SOURCE EXTRACT:

++++++++

In the next month, identify one touchpoint that you've never even considered. Just make it a little bit more awesome and look at the impact it can have.

3. Pre-Meal Is the Most Important Time of Service

The most important minutes of the day in a restaurant are in the pre-meal or pre-service meeting. It’s the 30 minute meeting most restaurants have with their team every single night right before doors open for service. That meeting is wasted in most places because it’s spent talking about operational things that could clearly be communicated via an email. But that 30 minute meeting is the greatest opportunity a leader has to actually lead, to step up and inspire. 

Sometimes we focus so much on training, which is good. We need to teach the people who work for us what to do and if we're not inspiring them to want to do those things, then training falls flat. But those 30 minutes are the greatest opportunity that we have to share moments of inspiration, and to invite the people on our team to do so in return. I believe when pre-meal is done well, it's when the people we work with cease being a collection of individuals and rather come together as a trusting team. 

At Eleven Madison Park, pre-meal was far more important than any minutes we actually spent serving our customers, whether I would share a gesture of hospitality I received or whether I would be affirming something that someone on the team had done in an effort to encourage more people to do the same. 

If you don’t have some version of a pre-service meeting, I encourage you to find the time to bring one to life. And if you do, but it’s been a while since you've approached with a renewed sense of creativity or intention, I really encourage you to give it another look — I don't think there is anything we can do to spur an evolution of a culture more effectively than that.

++++++++

(Natural language region descriptions)
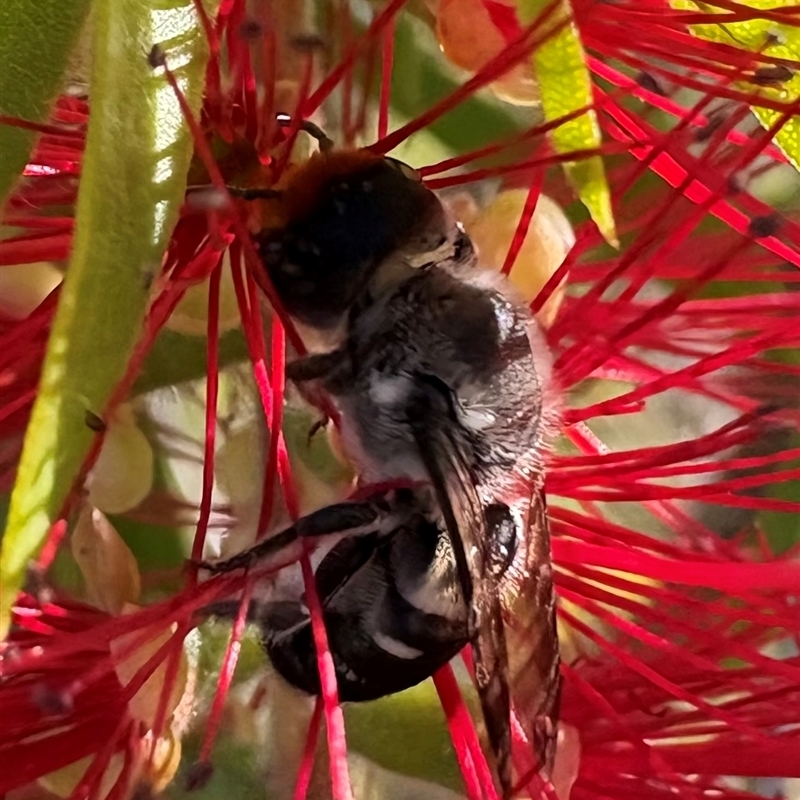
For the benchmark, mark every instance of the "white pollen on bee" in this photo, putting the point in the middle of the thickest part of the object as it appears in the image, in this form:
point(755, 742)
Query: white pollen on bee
point(505, 318)
point(395, 647)
point(389, 391)
point(477, 419)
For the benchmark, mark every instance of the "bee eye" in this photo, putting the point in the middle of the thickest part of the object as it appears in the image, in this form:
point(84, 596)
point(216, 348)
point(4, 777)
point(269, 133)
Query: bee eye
point(404, 169)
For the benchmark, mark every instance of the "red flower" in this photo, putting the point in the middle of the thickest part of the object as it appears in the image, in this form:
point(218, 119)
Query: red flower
point(676, 355)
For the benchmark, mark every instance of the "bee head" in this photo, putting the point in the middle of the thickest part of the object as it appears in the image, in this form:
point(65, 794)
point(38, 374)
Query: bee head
point(345, 213)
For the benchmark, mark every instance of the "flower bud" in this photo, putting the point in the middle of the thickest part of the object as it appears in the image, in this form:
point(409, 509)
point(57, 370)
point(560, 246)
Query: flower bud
point(547, 243)
point(108, 566)
point(469, 39)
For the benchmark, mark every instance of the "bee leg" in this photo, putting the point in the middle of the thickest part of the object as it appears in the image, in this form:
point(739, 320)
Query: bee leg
point(350, 519)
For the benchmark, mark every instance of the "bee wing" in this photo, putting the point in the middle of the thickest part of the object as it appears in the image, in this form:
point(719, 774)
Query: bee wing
point(443, 452)
point(534, 667)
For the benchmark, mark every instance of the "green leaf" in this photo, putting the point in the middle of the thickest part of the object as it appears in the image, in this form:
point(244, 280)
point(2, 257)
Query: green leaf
point(132, 183)
point(175, 358)
point(565, 86)
point(28, 83)
point(772, 39)
point(414, 717)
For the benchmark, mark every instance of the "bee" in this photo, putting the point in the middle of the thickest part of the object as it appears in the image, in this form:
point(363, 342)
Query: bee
point(442, 383)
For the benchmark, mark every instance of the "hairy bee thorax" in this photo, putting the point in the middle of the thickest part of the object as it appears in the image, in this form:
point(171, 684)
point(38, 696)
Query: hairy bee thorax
point(440, 377)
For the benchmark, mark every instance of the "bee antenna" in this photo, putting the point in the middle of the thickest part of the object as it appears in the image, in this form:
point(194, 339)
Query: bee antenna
point(312, 129)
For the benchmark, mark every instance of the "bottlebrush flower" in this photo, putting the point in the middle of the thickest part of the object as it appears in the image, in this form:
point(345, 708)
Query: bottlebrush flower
point(672, 491)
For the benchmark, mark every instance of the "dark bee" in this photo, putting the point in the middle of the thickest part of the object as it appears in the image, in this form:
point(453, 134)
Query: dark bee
point(440, 378)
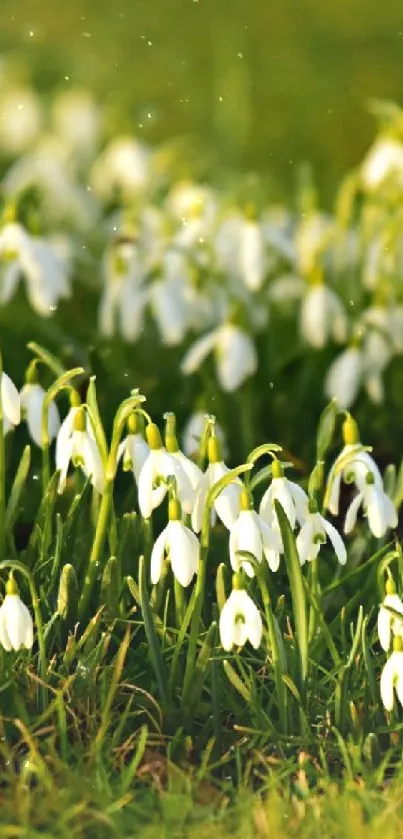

++++++++

ASSIGNMENT 1: From the passage on pre-meal meetings, write out the text between "Sometimes we focus" and "a trusting team.", inclusive.
ASSIGNMENT 2: Decide whether each statement agrees with the passage on pre-meal meetings, answering yes or no and quoting the deciding words: (a) The pre-meal meeting described lasts 30 minutes. (b) The passage calls training unimportant. (c) At Eleven Madison Park, time spent serving customers mattered more than pre-meal.

SOLUTION 1:
Sometimes we focus so much on training, which is good. We need to teach the people who work for us what to do and if we're not inspiring them to want to do those things, then training falls flat. But those 30 minutes are the greatest opportunity that we have to share moments of inspiration, and to invite the people on our team to do so in return. I believe when pre-meal is done well, it's when the people we work with cease being a collection of individuals and rather come together as a trusting team.

SOLUTION 2:
(a) Yes: "It’s the 30 minute meeting most restaurants have with their team every single night right before doors open for service."
(b) No: "Sometimes we focus so much on training, which is good."
(c) No: "pre-meal was far more important than any minutes we actually spent serving our customers"